» **REQUIRED TASK**
The required output consists solely of the lines from the line containing "Practice step: put one dot on every instance of the reddish" through the end of the records, copied exactly.
........
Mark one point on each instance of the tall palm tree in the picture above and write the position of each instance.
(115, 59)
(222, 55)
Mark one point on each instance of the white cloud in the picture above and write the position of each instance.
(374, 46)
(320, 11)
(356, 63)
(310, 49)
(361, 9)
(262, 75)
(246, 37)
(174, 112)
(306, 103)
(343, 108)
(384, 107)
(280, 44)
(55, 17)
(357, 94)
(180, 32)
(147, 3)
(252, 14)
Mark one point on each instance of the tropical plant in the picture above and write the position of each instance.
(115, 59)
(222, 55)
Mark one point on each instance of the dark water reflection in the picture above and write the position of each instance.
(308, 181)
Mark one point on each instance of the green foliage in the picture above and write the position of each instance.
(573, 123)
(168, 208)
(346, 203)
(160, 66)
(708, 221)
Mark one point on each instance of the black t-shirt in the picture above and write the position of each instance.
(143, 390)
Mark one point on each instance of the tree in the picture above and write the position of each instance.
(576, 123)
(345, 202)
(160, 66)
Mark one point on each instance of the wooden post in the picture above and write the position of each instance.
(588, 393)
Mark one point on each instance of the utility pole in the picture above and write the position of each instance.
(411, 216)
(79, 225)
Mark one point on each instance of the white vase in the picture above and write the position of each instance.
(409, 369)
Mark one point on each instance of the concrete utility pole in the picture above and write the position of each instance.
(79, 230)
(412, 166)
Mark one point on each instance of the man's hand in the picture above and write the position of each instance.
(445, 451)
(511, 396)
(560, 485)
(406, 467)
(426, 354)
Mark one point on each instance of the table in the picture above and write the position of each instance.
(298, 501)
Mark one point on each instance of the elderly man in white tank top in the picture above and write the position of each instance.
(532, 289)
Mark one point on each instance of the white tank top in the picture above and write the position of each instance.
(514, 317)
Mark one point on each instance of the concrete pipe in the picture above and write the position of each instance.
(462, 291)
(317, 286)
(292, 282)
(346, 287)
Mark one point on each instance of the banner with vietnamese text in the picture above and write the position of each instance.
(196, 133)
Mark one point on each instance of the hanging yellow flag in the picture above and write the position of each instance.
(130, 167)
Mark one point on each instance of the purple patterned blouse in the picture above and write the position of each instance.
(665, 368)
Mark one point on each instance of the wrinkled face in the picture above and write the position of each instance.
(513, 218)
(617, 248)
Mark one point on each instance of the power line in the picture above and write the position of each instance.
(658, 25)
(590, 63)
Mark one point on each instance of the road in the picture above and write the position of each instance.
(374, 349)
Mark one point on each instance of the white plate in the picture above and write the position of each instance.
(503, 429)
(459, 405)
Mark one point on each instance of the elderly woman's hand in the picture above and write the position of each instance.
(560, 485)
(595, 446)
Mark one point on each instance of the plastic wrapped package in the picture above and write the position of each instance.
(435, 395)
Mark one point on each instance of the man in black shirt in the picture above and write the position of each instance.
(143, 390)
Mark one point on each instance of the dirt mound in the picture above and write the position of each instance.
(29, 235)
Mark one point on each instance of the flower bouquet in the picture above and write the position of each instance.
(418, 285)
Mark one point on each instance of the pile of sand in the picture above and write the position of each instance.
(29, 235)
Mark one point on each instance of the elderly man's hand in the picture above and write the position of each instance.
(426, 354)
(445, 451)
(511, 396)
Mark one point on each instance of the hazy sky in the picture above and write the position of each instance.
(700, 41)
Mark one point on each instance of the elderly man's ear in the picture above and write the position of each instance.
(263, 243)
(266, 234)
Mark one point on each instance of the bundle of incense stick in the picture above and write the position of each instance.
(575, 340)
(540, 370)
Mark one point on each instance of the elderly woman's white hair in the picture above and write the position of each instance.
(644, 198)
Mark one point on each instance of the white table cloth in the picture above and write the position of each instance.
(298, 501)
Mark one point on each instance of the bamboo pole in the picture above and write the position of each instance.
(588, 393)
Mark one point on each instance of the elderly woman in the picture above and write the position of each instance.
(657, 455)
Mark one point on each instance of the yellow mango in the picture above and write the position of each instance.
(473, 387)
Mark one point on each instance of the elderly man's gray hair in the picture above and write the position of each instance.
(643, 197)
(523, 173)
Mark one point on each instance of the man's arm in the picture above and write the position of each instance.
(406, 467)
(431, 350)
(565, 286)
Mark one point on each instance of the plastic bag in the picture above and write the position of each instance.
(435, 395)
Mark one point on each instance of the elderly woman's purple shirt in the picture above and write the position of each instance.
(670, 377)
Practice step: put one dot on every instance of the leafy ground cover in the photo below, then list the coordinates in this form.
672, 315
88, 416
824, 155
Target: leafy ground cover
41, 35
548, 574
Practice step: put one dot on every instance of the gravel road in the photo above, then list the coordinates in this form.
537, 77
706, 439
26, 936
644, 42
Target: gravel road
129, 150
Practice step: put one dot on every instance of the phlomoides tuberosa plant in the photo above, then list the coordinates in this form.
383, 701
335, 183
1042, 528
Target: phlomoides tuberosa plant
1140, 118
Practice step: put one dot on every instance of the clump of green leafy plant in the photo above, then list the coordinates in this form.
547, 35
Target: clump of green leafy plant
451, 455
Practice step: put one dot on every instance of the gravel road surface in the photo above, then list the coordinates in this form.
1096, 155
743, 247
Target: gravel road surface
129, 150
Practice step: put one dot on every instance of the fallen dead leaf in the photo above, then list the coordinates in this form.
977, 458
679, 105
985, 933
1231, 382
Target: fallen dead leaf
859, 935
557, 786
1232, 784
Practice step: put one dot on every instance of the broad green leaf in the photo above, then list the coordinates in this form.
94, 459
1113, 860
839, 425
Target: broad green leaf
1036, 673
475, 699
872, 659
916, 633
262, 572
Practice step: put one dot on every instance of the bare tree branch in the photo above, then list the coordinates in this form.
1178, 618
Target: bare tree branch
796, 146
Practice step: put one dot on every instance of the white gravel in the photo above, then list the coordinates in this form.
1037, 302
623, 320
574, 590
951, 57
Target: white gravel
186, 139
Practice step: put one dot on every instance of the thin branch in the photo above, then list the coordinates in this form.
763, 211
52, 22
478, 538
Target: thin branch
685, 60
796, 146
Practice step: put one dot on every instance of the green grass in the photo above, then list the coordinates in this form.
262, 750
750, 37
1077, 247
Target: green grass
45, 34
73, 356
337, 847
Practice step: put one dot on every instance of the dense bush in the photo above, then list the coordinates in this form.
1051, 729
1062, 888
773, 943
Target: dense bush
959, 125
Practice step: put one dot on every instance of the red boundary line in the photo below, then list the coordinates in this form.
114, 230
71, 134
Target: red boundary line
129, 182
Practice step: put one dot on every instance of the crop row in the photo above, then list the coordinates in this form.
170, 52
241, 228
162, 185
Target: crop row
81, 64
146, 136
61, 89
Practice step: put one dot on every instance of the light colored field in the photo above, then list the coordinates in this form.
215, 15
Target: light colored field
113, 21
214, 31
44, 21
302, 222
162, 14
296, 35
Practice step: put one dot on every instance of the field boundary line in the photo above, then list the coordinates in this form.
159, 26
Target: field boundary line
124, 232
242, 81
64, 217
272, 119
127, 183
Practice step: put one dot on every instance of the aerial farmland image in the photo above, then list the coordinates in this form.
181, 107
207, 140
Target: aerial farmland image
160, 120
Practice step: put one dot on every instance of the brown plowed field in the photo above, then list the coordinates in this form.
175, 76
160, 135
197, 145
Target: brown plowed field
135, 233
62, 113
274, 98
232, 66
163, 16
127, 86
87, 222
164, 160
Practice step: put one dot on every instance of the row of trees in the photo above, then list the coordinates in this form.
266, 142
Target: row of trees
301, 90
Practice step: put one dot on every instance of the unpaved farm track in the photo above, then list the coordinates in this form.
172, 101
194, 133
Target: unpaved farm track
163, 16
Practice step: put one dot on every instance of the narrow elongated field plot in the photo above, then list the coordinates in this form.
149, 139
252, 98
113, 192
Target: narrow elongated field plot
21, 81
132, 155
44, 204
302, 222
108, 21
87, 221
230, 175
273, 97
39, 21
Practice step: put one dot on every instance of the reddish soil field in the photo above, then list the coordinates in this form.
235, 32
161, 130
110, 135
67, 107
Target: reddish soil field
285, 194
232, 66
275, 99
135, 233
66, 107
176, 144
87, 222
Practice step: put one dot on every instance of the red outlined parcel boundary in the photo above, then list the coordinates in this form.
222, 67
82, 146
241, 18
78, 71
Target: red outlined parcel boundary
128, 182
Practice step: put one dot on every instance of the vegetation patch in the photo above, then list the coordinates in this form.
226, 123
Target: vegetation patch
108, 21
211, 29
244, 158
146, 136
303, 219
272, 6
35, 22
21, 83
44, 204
........
» **RIGHT ANSWER**
Practice step: put one dot on every instance of the reddish soil field in the photo above, then list the coordinates in this form.
235, 32
161, 130
110, 135
67, 107
Target: reddish soil field
285, 194
232, 66
275, 99
135, 233
66, 107
176, 144
87, 222
Practice step: put one dot on every instance of the red outlined parcel boundary in the photo above, then list the coordinates in this form.
222, 67
82, 146
241, 18
78, 71
Target: red outlined parcel boundary
128, 182
Practice step: put one dot on every instance of the vegetation patch in the photo above, then list the coordinates in this form.
226, 123
Target: vegetation patch
108, 21
211, 29
244, 158
146, 136
303, 219
272, 6
35, 22
21, 83
44, 204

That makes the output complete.